(THINGS TO DO)
A. Say whether each statement agrees with the benefit agreement excerpt. Answer yes or no, and quote the words of the excerpt that decide it. (i) An Executive holds a lien on specific funding investments of the Bank. (ii) The Change in Control benefit applies only when the Executive's termination is involuntary. (iii) If the spouse dies after the Executive, the Agreement terminates and no benefit is due.
B. According to the benefit agreement excerpt, when after a termination following a Change in Control does the Executive Health Care or Medicare Supplement Benefit commence?

(READING PASSAGE)
At no time shall any Executive be deemed to have any lien nor right,
title or interest in or to any specific funding investment or to any
assets of the Bank.
If the Bank elects to invest in a life insurance, disability or annuity
policy upon the life of the Executive, then the Executive shall assist
the Bank by freely submitting to a physical exam and supplying such
additional information necessary to obtain such insurance or annuities.
IV. CHANGE IN CONTROL
If the Executive suffers a Termination of Employment (voluntarily or
involuntarily), except for cause, anytime subsequent to a Change in
Control, then the Executive shall be entitled to receive the Executive
Health Care or Medicare Supplement Benefit, commencing within thirty
(30) days of said termination until the Liability Reserve Account has a
zero (0) balance.
In the event the Executive's death should occur after such termination
and there is a balance in the Liability Reserve Account, the
Executive's spouse shall be entitled to the Executive Health Care or
Medicare Supplement Benefit, until the Liability Reserve Account has a
zero balance. Upon the spouse's death, subsequent to the Executive,
this Agreement shall terminate and no benefit shall be due.

(DATA EXTRACT)
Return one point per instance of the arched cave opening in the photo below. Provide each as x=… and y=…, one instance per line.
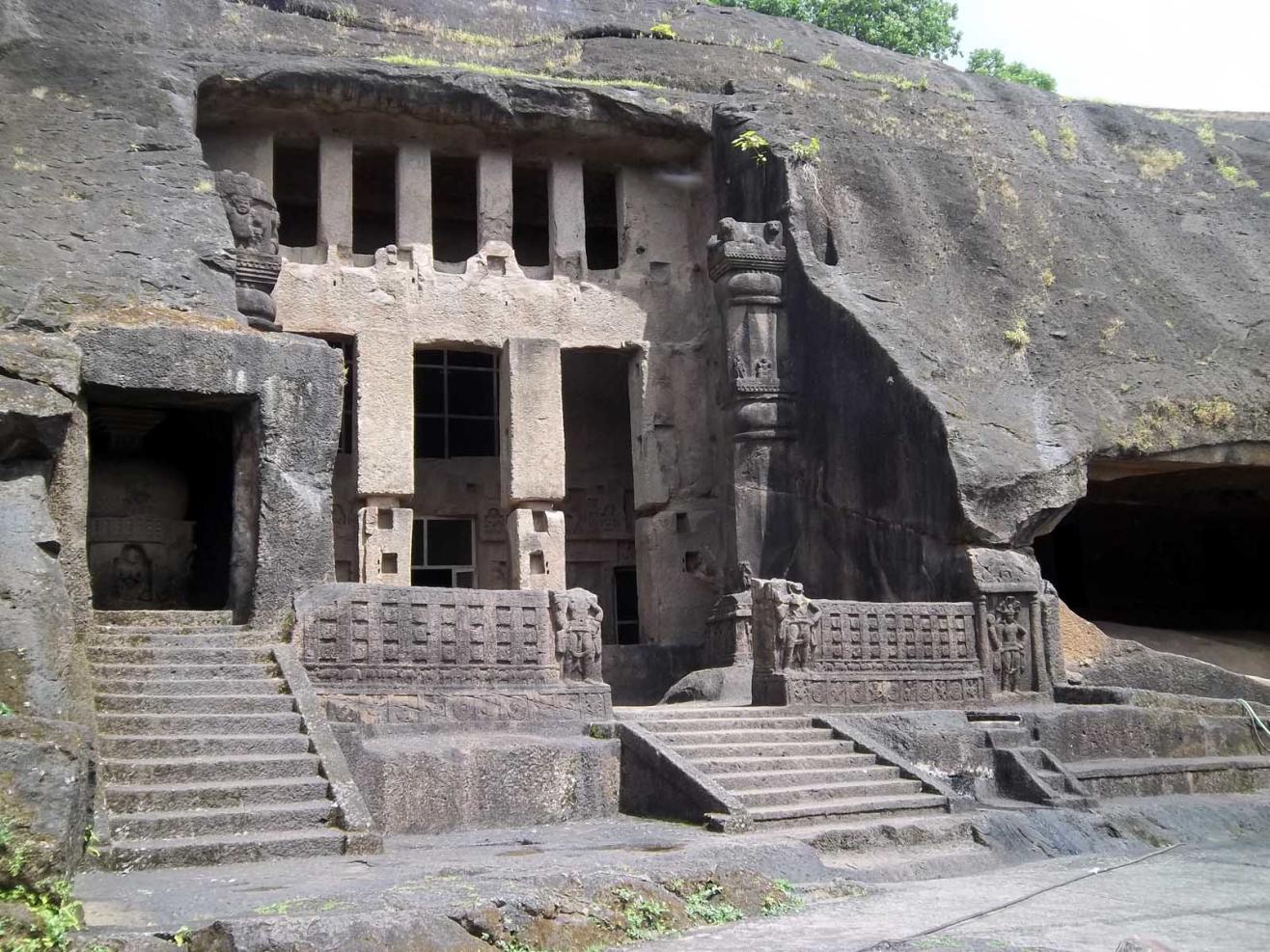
x=160, y=506
x=1181, y=550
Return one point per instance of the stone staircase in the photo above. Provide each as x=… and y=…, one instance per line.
x=781, y=768
x=204, y=756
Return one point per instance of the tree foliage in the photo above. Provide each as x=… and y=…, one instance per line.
x=915, y=27
x=992, y=63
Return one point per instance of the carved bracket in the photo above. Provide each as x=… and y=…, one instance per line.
x=253, y=216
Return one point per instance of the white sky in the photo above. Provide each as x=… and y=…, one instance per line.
x=1180, y=53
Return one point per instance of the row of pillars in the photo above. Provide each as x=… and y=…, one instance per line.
x=253, y=153
x=533, y=476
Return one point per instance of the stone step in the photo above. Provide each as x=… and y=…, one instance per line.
x=143, y=638
x=136, y=798
x=800, y=735
x=670, y=712
x=193, y=654
x=839, y=760
x=254, y=818
x=174, y=618
x=196, y=703
x=678, y=725
x=196, y=770
x=770, y=779
x=831, y=810
x=197, y=723
x=205, y=851
x=207, y=686
x=874, y=834
x=781, y=749
x=148, y=746
x=815, y=794
x=164, y=673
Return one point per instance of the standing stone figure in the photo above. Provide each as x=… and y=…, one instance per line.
x=577, y=618
x=254, y=221
x=798, y=629
x=133, y=578
x=1008, y=639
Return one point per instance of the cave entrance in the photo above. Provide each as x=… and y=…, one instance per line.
x=169, y=506
x=599, y=486
x=1168, y=557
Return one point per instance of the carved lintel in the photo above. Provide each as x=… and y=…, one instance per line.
x=746, y=246
x=253, y=216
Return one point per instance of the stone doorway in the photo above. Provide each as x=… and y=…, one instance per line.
x=599, y=486
x=161, y=517
x=1173, y=558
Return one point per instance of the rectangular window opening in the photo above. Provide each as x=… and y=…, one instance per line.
x=530, y=230
x=296, y=181
x=373, y=200
x=599, y=211
x=455, y=404
x=454, y=208
x=443, y=553
x=346, y=346
x=625, y=605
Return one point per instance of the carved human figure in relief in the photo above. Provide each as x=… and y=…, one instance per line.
x=577, y=618
x=133, y=579
x=798, y=627
x=1008, y=639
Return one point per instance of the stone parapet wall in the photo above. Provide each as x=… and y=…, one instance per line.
x=391, y=655
x=898, y=654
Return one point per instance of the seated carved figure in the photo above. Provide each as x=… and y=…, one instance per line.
x=578, y=617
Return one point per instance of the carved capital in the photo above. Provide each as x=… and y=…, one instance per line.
x=253, y=216
x=747, y=260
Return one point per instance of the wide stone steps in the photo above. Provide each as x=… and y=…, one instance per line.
x=830, y=810
x=692, y=739
x=135, y=798
x=812, y=794
x=776, y=778
x=204, y=753
x=198, y=723
x=204, y=851
x=760, y=748
x=202, y=746
x=670, y=727
x=133, y=638
x=161, y=674
x=208, y=686
x=780, y=764
x=783, y=770
x=241, y=655
x=215, y=822
x=195, y=703
x=207, y=768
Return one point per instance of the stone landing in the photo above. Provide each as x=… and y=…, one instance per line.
x=204, y=755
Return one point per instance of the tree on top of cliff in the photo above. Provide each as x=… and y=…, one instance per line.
x=915, y=27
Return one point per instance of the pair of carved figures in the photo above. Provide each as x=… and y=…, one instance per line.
x=1008, y=636
x=577, y=618
x=798, y=627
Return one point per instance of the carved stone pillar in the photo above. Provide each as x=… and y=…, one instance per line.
x=254, y=224
x=1015, y=623
x=747, y=263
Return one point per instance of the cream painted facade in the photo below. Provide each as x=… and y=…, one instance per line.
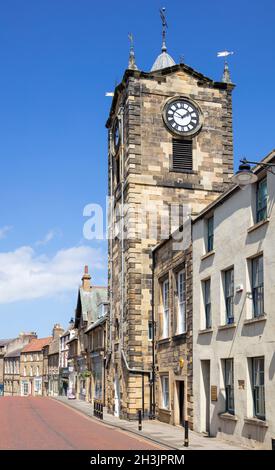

(YOUR RESPONSES)
A.
(i) No: "At no time shall any Executive be deemed to have any lien nor right, title or interest in or to any specific funding investment or to any assets of the Bank."
(ii) No: "(voluntarily or involuntarily)"
(iii) Yes: "Upon the spouse's death, subsequent to the Executive, this Agreement shall terminate and no benefit shall be due."

B. Within thirty (30) days of the termination.